_Exercise set_
**a)** Translate this sentence from the post on memory into Spanish: "Live long enough and you’ll forget things, occasionally important things."
**b)** Echo the stretch of the post on memory from "On Friday it" through "on Pearl Harbor.", word for word.

_Quoted passage_
/---

Tuesday, January 12, 2016

`Remember to Remember'

On Friday it was the woman who wrote My Ántonia. You know, what’s her name? The great novelist abused by her most ardent admirers? On Saturday it was the Battle of Antietam. 1862 or 1863? And the one time I visited the battlefield, ushered by a black park ranger, feeling privileged to have a private guide – was it 1986? On Sunday (this is shameful, not the forgetting but the knowing in the first place): The actor, you know, repeatedly cast by James Cameron? Terminator, Aliens? What’s his name? All blanks, all effortlessly filled by memory’s surrogate, the internet. Anxiety over memory loss as a symptom of incipient dementia is to my generation what fear of eternal damnation was to my grandparents’. We’re a self-centered bunch, ever ready to equate forgetfulness with the attack on Pearl Harbor.

And yet, we know at the cellular level that every gift comes with strings attached. Live long enough and you’ll forget things, occasionally important things. Alzheimer’s disease is not inevitable but it sure is fashionable, like tuberculosis in the nineteenth century, not to mention all the crackpot theories devised to explain it. Think of memory as a great joy and an occasional curse. In his Notebooks, Michael Oakeshott writes rather teasingly: “To love is to have a faithful memory.” I’m blessed with a big, elastic memory, one I frequently replenish and backup with the written word.  Among other things, Anecdotal Evidence is my external hard drive. Its internal analogue is fraying not being erased. Memory used to be a passive function I took for granted. Now I try to remember to work at it. The wonderful Turner Cassity puts it like this in “The Persistence of Memory” (Between the Chains, 1991):  

“What is it that a string around the finger says?

\---

Collected data
/---

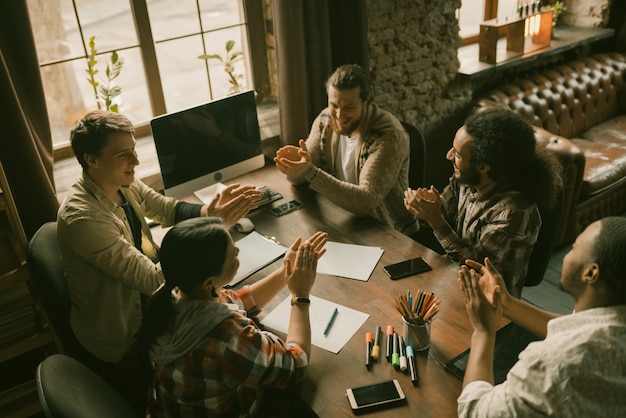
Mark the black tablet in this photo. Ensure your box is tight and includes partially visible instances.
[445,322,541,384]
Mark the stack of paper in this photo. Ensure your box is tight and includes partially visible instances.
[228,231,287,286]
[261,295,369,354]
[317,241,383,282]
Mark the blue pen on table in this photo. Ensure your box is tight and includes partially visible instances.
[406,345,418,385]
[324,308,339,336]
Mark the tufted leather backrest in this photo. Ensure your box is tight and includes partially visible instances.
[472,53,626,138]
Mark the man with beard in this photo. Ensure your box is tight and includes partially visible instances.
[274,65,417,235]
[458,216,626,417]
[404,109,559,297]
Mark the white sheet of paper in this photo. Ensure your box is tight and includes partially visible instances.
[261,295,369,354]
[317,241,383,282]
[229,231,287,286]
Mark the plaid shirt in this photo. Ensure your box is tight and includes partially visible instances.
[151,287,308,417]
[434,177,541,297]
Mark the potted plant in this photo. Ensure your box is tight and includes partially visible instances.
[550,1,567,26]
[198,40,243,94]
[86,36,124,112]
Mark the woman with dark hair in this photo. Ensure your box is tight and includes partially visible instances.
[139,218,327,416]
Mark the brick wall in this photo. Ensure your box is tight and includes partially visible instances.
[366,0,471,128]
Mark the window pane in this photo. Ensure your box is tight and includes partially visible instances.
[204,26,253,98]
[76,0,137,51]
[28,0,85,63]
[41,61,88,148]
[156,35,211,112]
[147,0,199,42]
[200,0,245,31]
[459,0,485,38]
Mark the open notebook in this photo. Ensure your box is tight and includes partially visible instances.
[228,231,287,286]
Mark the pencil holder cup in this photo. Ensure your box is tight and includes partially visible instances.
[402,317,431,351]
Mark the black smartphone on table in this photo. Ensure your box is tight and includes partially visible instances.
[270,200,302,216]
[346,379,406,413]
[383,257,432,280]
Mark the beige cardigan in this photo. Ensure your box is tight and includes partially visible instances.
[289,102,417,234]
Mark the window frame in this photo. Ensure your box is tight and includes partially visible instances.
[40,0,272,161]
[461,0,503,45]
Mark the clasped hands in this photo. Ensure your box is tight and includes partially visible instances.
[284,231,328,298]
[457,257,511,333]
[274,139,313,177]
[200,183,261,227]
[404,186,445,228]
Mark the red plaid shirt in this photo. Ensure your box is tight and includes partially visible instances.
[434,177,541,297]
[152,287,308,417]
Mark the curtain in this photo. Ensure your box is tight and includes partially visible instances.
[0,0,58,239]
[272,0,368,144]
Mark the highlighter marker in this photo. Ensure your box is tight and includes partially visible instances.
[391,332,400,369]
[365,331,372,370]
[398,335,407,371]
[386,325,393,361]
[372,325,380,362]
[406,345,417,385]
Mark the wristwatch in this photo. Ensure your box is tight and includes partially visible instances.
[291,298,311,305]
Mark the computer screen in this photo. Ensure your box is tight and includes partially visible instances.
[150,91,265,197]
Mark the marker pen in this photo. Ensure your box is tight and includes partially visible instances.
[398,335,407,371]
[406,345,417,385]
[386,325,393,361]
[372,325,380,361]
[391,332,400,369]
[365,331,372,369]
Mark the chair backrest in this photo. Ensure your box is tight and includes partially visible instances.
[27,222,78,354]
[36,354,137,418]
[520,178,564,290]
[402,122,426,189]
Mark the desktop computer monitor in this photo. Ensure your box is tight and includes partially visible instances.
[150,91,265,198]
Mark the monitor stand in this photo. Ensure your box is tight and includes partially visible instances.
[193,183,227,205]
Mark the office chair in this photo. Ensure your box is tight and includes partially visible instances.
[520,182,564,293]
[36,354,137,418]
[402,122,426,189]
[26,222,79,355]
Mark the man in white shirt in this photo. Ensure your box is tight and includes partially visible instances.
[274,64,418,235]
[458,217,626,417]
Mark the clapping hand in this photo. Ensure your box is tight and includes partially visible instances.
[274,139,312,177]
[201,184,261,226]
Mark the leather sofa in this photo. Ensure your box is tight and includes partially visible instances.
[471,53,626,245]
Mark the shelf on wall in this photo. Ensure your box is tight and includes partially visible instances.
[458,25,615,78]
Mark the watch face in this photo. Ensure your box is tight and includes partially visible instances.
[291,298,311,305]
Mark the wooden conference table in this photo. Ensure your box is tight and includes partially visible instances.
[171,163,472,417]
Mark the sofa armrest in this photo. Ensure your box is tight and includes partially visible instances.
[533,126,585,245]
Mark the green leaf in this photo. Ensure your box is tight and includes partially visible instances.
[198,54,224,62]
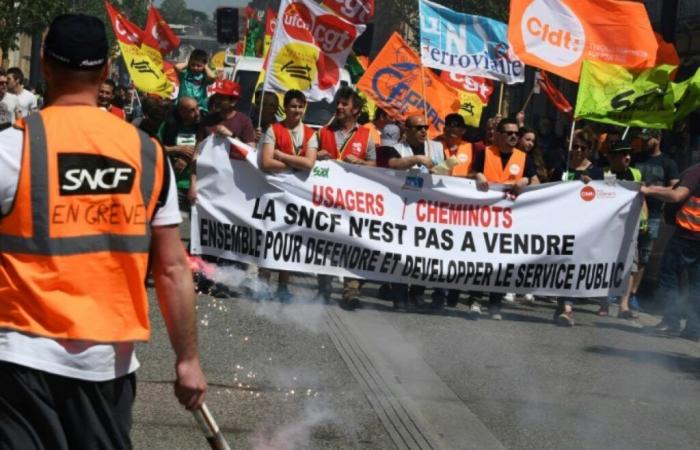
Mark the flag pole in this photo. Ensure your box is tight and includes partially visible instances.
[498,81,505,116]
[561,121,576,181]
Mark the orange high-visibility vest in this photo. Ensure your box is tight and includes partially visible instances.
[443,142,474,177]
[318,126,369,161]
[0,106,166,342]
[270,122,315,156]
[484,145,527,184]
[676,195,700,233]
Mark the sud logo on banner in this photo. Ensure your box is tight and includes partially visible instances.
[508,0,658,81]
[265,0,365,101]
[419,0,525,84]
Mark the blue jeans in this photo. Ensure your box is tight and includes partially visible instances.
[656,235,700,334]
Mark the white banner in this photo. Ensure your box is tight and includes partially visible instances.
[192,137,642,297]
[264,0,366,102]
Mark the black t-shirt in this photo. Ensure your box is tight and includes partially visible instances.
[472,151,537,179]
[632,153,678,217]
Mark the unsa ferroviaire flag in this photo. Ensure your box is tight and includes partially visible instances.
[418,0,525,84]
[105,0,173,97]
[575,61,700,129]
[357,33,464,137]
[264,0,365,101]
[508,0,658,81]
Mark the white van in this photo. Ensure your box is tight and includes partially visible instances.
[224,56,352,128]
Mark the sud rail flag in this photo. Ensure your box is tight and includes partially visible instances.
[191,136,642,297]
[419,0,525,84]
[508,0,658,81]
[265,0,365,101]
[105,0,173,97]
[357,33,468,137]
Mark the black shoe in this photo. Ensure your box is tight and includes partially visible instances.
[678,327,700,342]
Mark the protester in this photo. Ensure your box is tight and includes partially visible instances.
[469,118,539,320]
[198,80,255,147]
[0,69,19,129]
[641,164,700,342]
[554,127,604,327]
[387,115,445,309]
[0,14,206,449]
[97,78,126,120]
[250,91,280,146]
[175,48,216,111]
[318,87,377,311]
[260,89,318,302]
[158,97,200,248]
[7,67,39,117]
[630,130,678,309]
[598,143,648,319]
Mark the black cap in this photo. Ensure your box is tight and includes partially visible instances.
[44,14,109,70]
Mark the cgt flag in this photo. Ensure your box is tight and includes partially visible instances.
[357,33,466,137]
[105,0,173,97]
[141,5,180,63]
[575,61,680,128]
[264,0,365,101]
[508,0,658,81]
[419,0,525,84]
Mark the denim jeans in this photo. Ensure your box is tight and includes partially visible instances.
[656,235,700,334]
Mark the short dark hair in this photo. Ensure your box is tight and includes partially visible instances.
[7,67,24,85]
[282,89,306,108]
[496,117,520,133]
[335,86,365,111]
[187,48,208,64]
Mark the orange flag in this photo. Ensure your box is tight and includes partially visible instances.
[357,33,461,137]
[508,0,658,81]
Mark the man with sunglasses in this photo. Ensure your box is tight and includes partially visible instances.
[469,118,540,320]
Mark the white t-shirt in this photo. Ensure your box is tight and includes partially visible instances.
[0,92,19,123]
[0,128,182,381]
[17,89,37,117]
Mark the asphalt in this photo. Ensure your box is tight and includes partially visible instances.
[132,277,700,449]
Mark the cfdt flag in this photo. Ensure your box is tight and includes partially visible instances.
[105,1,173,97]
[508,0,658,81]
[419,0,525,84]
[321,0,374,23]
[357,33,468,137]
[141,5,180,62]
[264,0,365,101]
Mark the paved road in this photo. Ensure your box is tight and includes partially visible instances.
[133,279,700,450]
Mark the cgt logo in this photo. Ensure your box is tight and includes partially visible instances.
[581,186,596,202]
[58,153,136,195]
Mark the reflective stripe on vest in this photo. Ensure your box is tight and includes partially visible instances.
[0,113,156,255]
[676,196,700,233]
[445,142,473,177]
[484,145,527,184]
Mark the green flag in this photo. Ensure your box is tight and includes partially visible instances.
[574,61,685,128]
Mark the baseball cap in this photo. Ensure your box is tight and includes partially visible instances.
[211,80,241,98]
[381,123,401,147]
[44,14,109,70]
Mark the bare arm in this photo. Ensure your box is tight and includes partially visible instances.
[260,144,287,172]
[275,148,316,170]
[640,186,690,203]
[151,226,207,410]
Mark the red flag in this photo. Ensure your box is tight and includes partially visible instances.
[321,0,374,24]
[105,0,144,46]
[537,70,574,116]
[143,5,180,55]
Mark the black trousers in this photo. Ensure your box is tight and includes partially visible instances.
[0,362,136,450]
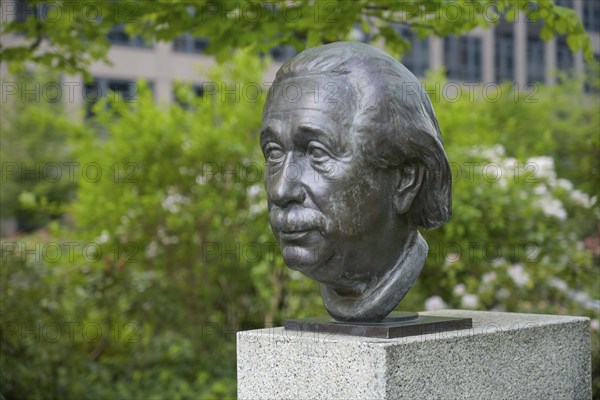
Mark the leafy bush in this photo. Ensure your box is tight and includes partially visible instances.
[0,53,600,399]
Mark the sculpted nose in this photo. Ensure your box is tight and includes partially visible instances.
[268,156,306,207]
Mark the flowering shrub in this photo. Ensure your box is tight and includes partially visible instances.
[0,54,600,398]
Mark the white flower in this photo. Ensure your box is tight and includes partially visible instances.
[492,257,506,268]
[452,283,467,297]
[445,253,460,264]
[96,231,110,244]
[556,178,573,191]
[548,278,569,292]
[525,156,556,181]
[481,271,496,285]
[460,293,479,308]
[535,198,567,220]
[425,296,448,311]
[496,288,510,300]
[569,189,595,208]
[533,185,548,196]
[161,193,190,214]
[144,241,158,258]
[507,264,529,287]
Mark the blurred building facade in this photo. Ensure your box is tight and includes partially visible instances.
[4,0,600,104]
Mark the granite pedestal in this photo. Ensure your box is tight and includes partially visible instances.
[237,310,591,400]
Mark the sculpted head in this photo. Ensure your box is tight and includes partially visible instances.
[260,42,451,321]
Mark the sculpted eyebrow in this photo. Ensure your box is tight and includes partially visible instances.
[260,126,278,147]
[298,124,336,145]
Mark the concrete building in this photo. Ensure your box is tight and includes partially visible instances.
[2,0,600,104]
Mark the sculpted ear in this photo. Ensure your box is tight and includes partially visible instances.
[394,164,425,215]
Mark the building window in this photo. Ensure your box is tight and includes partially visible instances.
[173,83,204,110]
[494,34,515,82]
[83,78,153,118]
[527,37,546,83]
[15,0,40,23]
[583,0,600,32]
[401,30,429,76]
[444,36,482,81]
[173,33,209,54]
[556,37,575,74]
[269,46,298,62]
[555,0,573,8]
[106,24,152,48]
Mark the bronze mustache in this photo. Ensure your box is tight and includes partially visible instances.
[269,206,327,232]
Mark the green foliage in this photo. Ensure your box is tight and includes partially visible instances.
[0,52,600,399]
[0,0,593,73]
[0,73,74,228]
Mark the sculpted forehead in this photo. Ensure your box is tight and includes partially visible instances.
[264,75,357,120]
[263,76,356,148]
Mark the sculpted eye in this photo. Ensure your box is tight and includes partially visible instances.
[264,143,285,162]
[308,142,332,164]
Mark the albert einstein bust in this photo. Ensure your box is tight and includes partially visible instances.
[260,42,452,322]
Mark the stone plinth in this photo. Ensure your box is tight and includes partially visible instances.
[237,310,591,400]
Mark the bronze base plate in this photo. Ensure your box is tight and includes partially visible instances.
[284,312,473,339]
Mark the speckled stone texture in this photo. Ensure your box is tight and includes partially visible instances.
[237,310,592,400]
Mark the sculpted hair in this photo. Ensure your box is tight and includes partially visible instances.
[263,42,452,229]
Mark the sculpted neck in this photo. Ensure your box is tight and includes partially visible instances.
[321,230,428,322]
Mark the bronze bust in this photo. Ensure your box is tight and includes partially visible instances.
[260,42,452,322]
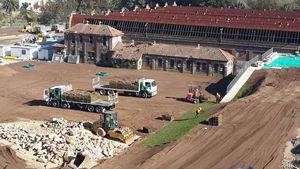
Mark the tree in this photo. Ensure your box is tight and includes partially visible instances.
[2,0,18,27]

\---

_Answers by task_
**a)** Vive lo suficiente y olvidarás cosas, a veces cosas importantes.

**b)**
On Friday it was the woman who wrote My Ántonia. You know, what’s her name? The great novelist abused by her most ardent admirers? On Saturday it was the Battle of Antietam. 1862 or 1863? And the one time I visited the battlefield, ushered by a black park ranger, feeling privileged to have a private guide – was it 1986? On Sunday (this is shameful, not the forgetting but the knowing in the first place): The actor, you know, repeatedly cast by James Cameron? Terminator, Aliens? What’s his name? All blanks, all effortlessly filled by memory’s surrogate, the internet. Anxiety over memory loss as a symptom of incipient dementia is to my generation what fear of eternal damnation was to my grandparents’. We’re a self-centered bunch, ever ready to equate forgetfulness with the attack on Pearl Harbor.